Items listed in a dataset
___

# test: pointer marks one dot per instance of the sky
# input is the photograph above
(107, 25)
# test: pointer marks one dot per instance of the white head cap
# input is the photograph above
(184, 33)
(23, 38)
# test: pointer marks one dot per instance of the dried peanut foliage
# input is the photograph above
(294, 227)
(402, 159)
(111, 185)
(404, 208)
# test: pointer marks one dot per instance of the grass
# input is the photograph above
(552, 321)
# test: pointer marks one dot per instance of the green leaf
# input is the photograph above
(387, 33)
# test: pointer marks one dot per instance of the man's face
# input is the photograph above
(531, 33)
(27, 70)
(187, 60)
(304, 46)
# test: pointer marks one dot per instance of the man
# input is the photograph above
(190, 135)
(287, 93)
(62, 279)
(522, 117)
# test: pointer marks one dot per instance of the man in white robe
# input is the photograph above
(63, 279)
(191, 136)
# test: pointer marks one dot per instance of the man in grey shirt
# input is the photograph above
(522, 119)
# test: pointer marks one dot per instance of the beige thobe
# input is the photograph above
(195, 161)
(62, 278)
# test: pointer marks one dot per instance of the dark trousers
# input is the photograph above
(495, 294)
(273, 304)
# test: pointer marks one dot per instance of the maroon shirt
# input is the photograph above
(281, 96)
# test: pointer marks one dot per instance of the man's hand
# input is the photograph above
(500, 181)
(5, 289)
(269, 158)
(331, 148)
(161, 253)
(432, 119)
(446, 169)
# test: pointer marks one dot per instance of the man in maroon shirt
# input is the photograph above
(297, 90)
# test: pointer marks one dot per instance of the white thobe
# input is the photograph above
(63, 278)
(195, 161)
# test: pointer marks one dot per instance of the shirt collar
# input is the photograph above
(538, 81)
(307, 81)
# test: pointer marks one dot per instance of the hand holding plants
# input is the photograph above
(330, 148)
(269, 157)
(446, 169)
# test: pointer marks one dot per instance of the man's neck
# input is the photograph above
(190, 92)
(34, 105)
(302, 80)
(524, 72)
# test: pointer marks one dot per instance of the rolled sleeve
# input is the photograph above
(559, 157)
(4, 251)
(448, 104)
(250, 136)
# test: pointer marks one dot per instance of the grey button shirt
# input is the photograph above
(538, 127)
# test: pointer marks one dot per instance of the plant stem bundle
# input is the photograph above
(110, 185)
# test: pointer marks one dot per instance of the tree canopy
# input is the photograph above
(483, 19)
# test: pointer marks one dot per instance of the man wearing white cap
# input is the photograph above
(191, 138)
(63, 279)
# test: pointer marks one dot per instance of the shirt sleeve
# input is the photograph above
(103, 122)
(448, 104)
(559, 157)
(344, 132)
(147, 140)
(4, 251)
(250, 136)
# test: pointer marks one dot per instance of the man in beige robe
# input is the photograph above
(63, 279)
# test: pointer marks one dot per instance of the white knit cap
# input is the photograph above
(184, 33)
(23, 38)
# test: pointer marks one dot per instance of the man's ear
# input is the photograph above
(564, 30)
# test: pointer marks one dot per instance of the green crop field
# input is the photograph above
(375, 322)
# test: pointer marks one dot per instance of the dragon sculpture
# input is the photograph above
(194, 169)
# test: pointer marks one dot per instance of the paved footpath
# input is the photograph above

___

● What this task involves
A complete, exact copy of the entries above is what is wanted.

● Answer space
# test: pointer marks one dot per instance of the sky
# input is the photograph above
(107, 25)
# test: pointer marks one dot per instance of the white head cap
# input is the photograph above
(184, 33)
(23, 38)
# test: pointer marks one dot per instance of the dried peanut foliage
# input is the photograph above
(294, 227)
(402, 159)
(111, 185)
(404, 208)
# test: pointer marks one dot per instance of the grass
# input is the photograph above
(552, 321)
# test: pointer marks one dot per instance of the green leaf
# input is the photograph above
(387, 33)
# test: pointer marks one dot per instance of the man's face
# input is the photograph above
(531, 33)
(27, 70)
(187, 60)
(304, 46)
# test: pointer marks one dot per instance of the man
# input is the photograph above
(190, 135)
(287, 93)
(62, 279)
(522, 117)
# test: pointer marks one dot per instance of the man in white robe
# input is the photograph above
(63, 279)
(191, 136)
# test: pointer marks one dot per instance of the man in grey shirt
# input is the photograph above
(522, 119)
# test: pointer marks one dot per instance of the beige thobe
# input is the photograph above
(195, 161)
(62, 278)
# test: pointer marks one dot per instance of the dark trousers
# input is the photograph above
(495, 294)
(273, 304)
# test: pointer marks one dot per instance of the maroon shirt
# input is the photograph above
(281, 96)
# test: pointer marks one dot per instance of the man's hand
# input is the photograph above
(500, 181)
(5, 289)
(269, 158)
(331, 148)
(161, 253)
(432, 119)
(446, 169)
# test: pointer marks one dot per instance of the man in maroon shirt
# input is the photograph above
(297, 90)
# test: pointer marks one dot per instance of the white thobe
# input is the photograph above
(63, 278)
(195, 161)
# test: pointer marks one dot per instance of the shirt collar
# input is the photograph above
(538, 81)
(307, 81)
# test: pointer marks one dot per instance of the hand holding plants
# input is the photograph above
(330, 148)
(269, 157)
(446, 169)
# test: pointer marks one dot per instance of the man's neck
# input is the photograph above
(190, 92)
(34, 105)
(302, 80)
(524, 72)
# test: pointer marks one dot per instance of the rolled sleeve
# input is the photograph above
(559, 157)
(4, 251)
(448, 104)
(250, 136)
# test: pointer marks one dot per instance of the grey button shirt
# input is the photograph above
(538, 127)
# test: pointer marks one dot per instance of the plant stem bundle
# input is the photograph above
(110, 185)
# test: pointer marks one dot per instance of the tree canopy
# input is the photograph above
(483, 19)
# test: pointer marks one dot per instance of the man wearing white cap
# input is the photograph above
(191, 138)
(63, 279)
# test: pointer marks one dot per instance of the shirt sleeve
# input is the photograph above
(103, 122)
(448, 104)
(559, 157)
(344, 132)
(147, 140)
(4, 251)
(250, 136)
# test: pointer marks one dot per instance of the man in beige robe
# input is the photograph above
(63, 279)
# test: pointer marks one dot per instance of the white knit cap
# input is the photograph above
(184, 33)
(23, 38)
# test: pointer marks one dot per instance of the man's ear
# input is the photograph above
(564, 30)
# test: pointer marks one dot per instance of the green crop field
# input is the photograph above
(375, 322)
# test: pointer marks one dot per instance of the dragon sculpture
# input is the photograph above
(194, 169)
# test: pointer marks one dot per instance of the paved footpath
# input is the photograph above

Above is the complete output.